▶ _Requirement_
Locate the line containing "target | white duvet" in the material below. Copy that line and all following lines through the end exactly, omitting any pictures.

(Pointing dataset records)
● ● ● ● ● ● ●

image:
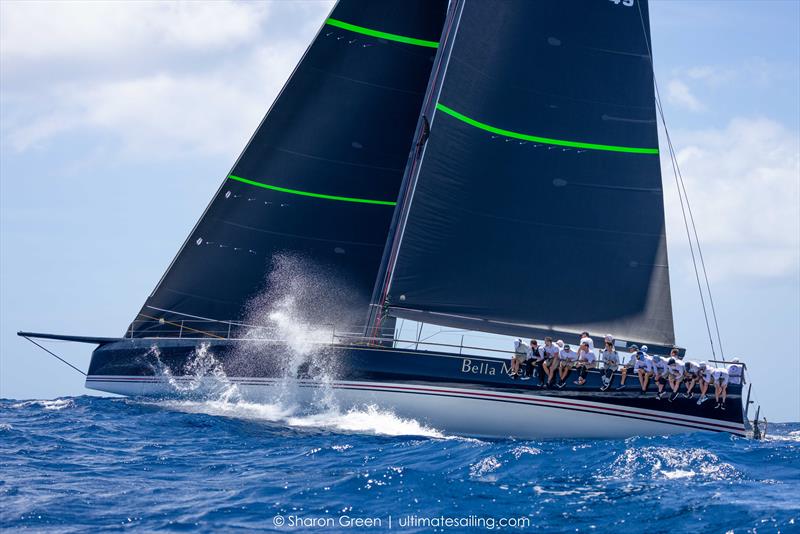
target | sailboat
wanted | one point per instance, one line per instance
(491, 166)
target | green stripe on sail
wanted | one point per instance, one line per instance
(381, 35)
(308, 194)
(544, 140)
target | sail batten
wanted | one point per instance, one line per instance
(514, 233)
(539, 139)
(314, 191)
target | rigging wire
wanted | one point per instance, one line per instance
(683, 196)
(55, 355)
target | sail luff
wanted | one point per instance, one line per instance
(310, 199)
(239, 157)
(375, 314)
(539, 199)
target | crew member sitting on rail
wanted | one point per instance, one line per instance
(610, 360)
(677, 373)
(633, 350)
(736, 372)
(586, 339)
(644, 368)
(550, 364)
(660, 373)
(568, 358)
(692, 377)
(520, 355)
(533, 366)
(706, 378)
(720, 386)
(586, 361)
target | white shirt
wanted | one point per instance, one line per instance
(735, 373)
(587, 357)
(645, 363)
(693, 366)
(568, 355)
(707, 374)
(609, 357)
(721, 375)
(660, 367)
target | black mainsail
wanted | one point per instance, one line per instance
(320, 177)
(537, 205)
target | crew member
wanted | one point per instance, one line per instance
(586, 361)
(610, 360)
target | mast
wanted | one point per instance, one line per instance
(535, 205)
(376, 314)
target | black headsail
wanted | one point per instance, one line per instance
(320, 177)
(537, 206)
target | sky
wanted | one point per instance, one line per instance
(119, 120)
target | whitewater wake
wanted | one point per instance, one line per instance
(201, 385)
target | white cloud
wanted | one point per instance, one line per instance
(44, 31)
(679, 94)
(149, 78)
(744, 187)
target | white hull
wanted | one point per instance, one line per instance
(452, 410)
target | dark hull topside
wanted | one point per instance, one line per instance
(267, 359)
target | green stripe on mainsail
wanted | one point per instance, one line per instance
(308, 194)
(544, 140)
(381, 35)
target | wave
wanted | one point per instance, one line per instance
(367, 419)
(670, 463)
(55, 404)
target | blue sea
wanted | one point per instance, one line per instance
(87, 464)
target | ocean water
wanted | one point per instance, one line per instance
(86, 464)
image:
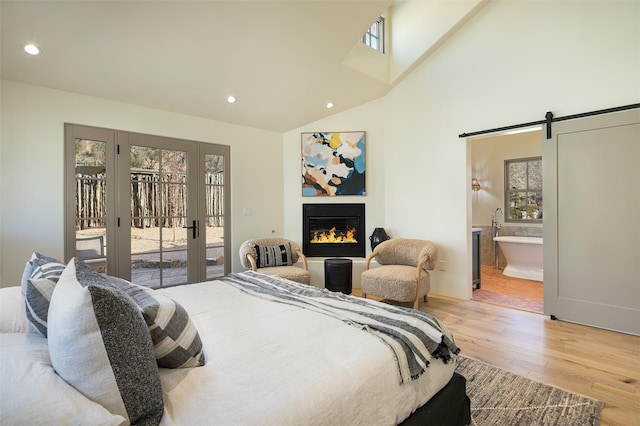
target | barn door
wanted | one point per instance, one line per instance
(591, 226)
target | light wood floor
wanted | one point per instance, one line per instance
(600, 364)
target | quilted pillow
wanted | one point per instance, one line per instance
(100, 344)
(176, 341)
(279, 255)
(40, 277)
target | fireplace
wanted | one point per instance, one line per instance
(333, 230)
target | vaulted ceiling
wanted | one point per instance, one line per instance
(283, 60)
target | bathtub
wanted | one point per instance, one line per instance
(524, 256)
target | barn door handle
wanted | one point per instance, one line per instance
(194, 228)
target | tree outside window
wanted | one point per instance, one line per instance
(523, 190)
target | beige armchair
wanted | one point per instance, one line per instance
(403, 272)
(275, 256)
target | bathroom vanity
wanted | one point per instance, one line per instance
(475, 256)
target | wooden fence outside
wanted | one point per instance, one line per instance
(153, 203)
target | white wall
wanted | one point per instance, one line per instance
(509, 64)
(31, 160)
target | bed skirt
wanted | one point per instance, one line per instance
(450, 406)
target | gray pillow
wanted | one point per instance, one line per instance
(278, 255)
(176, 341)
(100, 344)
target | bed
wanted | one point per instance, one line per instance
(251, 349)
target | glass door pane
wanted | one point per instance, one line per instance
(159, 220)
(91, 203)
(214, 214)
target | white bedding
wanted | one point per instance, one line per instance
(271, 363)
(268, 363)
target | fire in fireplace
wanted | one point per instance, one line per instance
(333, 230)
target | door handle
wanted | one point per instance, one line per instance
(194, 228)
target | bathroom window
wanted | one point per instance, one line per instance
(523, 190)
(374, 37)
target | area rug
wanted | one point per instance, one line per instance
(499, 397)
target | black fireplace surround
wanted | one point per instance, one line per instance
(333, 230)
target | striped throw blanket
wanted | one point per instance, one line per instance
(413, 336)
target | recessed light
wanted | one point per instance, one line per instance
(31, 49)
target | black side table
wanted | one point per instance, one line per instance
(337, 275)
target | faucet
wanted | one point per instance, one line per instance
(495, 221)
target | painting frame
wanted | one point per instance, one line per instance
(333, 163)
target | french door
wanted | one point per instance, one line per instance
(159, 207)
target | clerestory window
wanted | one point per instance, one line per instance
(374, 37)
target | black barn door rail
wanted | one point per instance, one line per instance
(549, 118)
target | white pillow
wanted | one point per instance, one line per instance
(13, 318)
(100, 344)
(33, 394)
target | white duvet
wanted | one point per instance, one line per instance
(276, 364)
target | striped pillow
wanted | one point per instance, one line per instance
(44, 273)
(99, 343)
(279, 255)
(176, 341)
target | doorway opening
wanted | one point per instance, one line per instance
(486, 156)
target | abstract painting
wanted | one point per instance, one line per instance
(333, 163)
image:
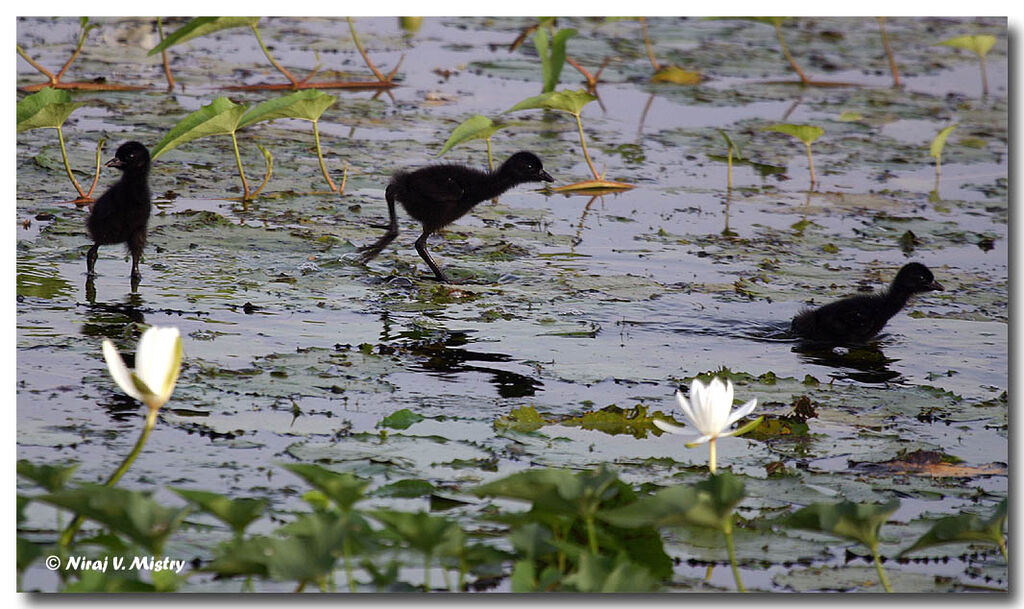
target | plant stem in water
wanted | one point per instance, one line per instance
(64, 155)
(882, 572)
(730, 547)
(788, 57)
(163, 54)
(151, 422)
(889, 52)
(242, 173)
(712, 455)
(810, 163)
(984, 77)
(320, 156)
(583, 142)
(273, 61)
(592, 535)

● ● ● ● ● ● ●

▶ _Response for this exercise_
target | white duvet
wanted | one point per instance, one line per instance
(276, 364)
target | striped pillow
wanted | one point per instance, one line per instance
(44, 273)
(99, 343)
(279, 255)
(176, 341)
target | doorway opening
wanted | one point per instance, one line per instance
(486, 156)
target | abstract painting
wanted | one point per instance, one line per instance
(333, 163)
image:
target | plant stem in water
wanted | one point per instance, one line per instance
(64, 155)
(882, 572)
(730, 547)
(788, 57)
(163, 54)
(151, 422)
(889, 52)
(242, 173)
(712, 455)
(810, 163)
(984, 77)
(320, 156)
(583, 142)
(273, 61)
(592, 535)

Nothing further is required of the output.